→ To do
Pull out every line in the listing below that contains the string "grass", matching case exactly. Copy each matching line in full.

→ Supplied material
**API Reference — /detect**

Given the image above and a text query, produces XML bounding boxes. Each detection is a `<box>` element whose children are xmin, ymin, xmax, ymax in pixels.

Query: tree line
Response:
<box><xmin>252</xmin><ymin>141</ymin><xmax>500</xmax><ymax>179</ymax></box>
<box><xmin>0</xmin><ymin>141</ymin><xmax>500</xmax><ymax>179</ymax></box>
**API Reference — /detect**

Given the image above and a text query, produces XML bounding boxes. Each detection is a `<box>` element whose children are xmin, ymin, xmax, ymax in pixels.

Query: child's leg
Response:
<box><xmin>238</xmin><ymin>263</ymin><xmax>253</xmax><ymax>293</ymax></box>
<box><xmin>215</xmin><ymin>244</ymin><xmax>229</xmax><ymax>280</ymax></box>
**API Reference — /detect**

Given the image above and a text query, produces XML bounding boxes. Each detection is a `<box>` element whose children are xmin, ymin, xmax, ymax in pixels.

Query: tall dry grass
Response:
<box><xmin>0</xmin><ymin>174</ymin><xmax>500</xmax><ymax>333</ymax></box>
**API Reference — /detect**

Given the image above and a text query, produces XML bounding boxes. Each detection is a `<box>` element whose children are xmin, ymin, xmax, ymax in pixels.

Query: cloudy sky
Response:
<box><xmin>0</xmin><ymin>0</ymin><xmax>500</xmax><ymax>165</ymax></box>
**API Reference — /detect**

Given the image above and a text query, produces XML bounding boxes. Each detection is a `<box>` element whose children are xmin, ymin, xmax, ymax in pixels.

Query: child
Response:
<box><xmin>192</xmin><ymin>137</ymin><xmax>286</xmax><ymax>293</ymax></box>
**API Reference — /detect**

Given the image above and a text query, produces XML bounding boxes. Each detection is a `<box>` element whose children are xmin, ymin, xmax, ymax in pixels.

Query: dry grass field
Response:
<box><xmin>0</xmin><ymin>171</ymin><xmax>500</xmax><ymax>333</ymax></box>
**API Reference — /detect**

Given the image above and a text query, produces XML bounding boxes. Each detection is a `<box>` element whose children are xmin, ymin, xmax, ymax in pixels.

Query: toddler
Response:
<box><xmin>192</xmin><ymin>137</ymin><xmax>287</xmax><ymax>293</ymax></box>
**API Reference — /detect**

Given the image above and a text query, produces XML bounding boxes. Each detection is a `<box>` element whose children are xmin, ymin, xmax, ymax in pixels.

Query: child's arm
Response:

→ Task output
Query: tall dry grass
Query: dry grass field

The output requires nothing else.